• _Input_:

===============

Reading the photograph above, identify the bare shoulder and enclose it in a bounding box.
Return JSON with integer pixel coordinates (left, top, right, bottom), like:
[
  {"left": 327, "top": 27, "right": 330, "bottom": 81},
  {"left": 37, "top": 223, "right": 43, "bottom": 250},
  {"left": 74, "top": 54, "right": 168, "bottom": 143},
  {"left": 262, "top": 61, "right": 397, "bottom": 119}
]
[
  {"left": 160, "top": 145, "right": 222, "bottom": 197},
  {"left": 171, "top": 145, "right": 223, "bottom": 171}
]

===============

• _What is asked_: Extract all of the data shown above and repeat it verbatim.

• _Task output_:
Reading the photograph above, identify the bare shoulder and enclose it in a bounding box.
Return JSON with integer pixel coordinates (left, top, right, bottom), like:
[
  {"left": 327, "top": 27, "right": 330, "bottom": 81},
  {"left": 37, "top": 223, "right": 43, "bottom": 250},
  {"left": 74, "top": 54, "right": 168, "bottom": 143},
  {"left": 262, "top": 61, "right": 397, "bottom": 119}
]
[
  {"left": 160, "top": 145, "right": 222, "bottom": 197},
  {"left": 171, "top": 145, "right": 223, "bottom": 171}
]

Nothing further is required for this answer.